Point placement records:

* * * *

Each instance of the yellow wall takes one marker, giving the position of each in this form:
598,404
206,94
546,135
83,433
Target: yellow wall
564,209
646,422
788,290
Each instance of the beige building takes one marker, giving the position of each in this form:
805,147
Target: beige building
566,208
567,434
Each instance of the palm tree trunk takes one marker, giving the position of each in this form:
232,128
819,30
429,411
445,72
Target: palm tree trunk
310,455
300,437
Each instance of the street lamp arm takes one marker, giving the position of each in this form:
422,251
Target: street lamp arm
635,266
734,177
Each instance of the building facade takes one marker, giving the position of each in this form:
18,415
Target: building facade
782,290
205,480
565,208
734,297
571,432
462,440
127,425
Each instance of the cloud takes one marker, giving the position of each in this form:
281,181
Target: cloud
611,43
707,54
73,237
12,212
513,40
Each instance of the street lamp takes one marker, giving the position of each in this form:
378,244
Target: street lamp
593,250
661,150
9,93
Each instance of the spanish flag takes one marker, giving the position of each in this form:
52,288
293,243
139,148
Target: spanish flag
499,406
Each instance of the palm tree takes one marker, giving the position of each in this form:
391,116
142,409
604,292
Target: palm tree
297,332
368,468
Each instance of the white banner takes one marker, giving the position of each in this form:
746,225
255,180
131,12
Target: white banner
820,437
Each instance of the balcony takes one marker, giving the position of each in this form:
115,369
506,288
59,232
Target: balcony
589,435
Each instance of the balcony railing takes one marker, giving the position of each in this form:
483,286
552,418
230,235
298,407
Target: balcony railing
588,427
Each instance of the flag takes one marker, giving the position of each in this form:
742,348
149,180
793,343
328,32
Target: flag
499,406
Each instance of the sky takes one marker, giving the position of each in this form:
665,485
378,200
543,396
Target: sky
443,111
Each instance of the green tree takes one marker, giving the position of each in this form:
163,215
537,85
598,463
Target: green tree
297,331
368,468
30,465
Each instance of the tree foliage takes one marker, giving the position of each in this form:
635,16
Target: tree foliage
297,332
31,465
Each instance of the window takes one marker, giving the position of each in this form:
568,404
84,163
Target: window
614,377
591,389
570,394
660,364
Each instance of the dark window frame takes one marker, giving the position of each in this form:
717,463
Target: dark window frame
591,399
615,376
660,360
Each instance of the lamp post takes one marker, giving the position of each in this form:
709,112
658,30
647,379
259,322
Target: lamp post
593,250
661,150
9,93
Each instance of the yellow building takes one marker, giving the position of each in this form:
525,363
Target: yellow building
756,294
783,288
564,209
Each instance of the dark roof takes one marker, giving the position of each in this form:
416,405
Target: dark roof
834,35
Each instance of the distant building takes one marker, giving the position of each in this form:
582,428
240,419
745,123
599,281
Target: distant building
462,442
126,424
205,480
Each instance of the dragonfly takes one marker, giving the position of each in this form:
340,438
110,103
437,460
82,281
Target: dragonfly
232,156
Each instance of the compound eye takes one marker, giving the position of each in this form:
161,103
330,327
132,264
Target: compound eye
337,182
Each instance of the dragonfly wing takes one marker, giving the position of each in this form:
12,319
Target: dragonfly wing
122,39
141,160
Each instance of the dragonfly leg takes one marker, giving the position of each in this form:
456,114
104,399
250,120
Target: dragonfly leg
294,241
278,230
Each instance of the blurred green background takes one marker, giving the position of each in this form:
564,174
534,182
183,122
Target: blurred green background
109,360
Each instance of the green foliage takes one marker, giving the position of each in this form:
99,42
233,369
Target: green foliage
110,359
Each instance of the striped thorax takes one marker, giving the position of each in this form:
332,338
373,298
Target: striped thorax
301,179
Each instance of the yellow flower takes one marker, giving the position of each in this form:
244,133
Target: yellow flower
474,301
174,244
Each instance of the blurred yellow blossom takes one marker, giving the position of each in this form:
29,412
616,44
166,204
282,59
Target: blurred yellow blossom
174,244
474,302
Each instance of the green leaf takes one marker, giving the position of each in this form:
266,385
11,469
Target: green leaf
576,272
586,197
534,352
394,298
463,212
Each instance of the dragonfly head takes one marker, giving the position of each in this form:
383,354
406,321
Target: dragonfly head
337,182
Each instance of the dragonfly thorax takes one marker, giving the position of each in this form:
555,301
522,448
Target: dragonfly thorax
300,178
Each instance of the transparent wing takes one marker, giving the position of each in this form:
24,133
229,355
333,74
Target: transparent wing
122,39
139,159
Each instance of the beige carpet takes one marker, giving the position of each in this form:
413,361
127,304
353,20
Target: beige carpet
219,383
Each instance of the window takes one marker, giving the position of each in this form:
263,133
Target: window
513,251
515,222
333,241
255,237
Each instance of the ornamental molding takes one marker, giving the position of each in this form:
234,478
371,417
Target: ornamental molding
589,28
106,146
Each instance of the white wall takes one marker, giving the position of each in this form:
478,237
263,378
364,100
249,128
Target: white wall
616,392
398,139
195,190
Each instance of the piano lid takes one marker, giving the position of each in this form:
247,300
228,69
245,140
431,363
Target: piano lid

* * * *

Brief: Give all the records again. Match them exactly.

Written reply:
Each instance of the yellow wall takes one marker, giving the position of each in this form:
598,404
206,94
546,135
83,433
Target: yellow wall
564,209
646,422
788,290
Each instance of the beige building takes one marker, giving the position of each in this form:
805,147
Target: beige building
566,208
567,434
Each instance of the palm tree trunk takes one marker, giving the position of each in this form:
232,128
819,30
429,411
445,72
Target: palm tree trunk
310,455
300,437
Each instance of the street lamp arm takes one marker, giving the position of each in this form:
422,251
Target: street lamp arm
635,266
734,177
Each instance of the building facade takes one marker, giving the position of each in this form:
18,415
Target: building facade
782,290
205,480
565,208
734,297
571,432
462,440
127,425
Each instance of the cloud takes one marker, giving the position of each in this form:
281,181
Target: cloud
611,43
707,54
73,237
12,212
513,40
Each instance of the street lamp takes one marker, giving the position of each in this form:
378,244
Target: street lamp
593,250
661,150
9,93
Each instance of the spanish flag takes one marker, giving the position of each in this form:
52,288
293,243
139,148
Target: spanish flag
499,406
Each instance of the palm tree takes one marker, giving the position of each in this form:
391,116
142,409
604,292
Target: palm tree
297,332
368,468
Each instance of the white banner takes one marker, giving the position of each in this form:
746,225
255,180
131,12
Target: white banner
820,437
Each instance of the balcony takes one marker, giving the position of each in this form:
115,369
506,288
59,232
Target: balcony
589,435
Each instance of the balcony railing takes one marker, giving the position of each in this form:
483,286
552,418
230,235
298,407
Target: balcony railing
588,427
Each instance of the flag takes one marker, giving the position of each in this form:
742,348
149,180
793,343
328,32
Target: flag
499,406
Each instance of the sky takes one marker, giving the position of each in this form:
665,485
378,200
543,396
Target: sky
443,111
Each instance of the green tree takes one marker, giving the position of each in this form:
163,215
537,85
598,463
Target: green tree
297,331
368,468
30,465
Each instance of the tree foliage takes one marker, giving the position of each in this form:
635,16
Target: tree foliage
297,332
31,465
Each instance of the window takes one marker, giving the position of each in this form:
568,404
84,163
Target: window
614,377
591,389
570,394
660,364
Each instance of the dark window frame takes one marker, giving the position of each in this form:
717,463
Target: dark window frame
591,399
615,376
660,360
Each instance of the lamp post takes one marker, giving the position of each in this form:
709,112
658,30
647,379
259,322
Target: lamp post
593,250
661,150
9,93
Each instance of the yellow building takes one marker, giving the position of each in this form:
525,363
Target: yellow building
756,294
783,288
564,209
Each instance of the dark roof takes one marker, giving the position of each in this form:
416,405
Target: dark roof
834,35
Each instance of the distant building takes one marker, giving the position of each in this form:
582,428
240,419
745,123
599,281
Target: distant building
462,442
126,424
205,480
Each instance of the dragonfly takes one marker, giving the position of each in this form:
340,438
110,103
437,460
82,281
Target: dragonfly
232,156
Each instance of the compound eye takes one marker, giving the position of each in this form:
161,103
330,327
132,264
Target: compound eye
337,182
Each instance of the dragonfly wing takes one marker, giving the position of each in this form:
12,319
Target: dragonfly wing
122,39
141,160
Each instance of the dragonfly leg takes one marker, giving the position of each in this form:
456,114
104,399
250,120
Target: dragonfly leg
294,241
278,230
Each instance of the blurred green background takes one marker, giving the position of each in this form:
564,174
534,182
183,122
Target: blurred green background
109,360
Each instance of the green foliage takes one marker, giving the position of each in this form:
99,42
233,369
Target: green foliage
110,359
Each instance of the striped thorax takes one marker, giving the position of each in this form:
332,338
373,298
Target: striped thorax
301,179
Each instance of the yellow flower takes one marker, giving the position of each in this form:
244,133
Target: yellow flower
474,301
174,244
Each instance of the blurred yellow blossom takes one marker, giving the position of each in this form:
29,412
616,44
166,204
282,59
Target: blurred yellow blossom
174,244
474,302
Each instance of the green leaf takes one marker, giving the position of each in this form:
266,385
11,469
Target: green leaf
576,272
586,197
534,352
394,298
463,212
Each instance of the dragonfly head takes one marker, giving the position of each in this form:
383,354
406,321
Target: dragonfly head
337,182
Each instance of the dragonfly thorax takes one marker, giving the position of each in this form:
555,301
522,448
Target: dragonfly thorax
300,178
Each instance of the transparent wing takes one marker, giving the position of each in this form:
24,133
229,355
333,74
Target: transparent wing
122,39
139,159
Each instance of the beige carpet takes one marker, giving the position of each in this form:
413,361
127,304
353,20
Target: beige carpet
219,383
Each instance of the window takes one marker, giving the position of each in this form:
263,133
Target: window
513,251
515,222
333,241
255,237
Each instance of the ornamental molding takes one marker, giving the position of each in this form:
234,478
371,417
Target: ornamental molding
589,28
106,146
Each instance of the white wall takes one marker, giving the position of each in this form:
478,237
263,378
364,100
249,128
Target: white wall
616,392
398,139
195,190
Each instance of the piano lid takes one marker, giving the position of each in this form:
247,300
228,69
245,140
431,363
Target: piano lid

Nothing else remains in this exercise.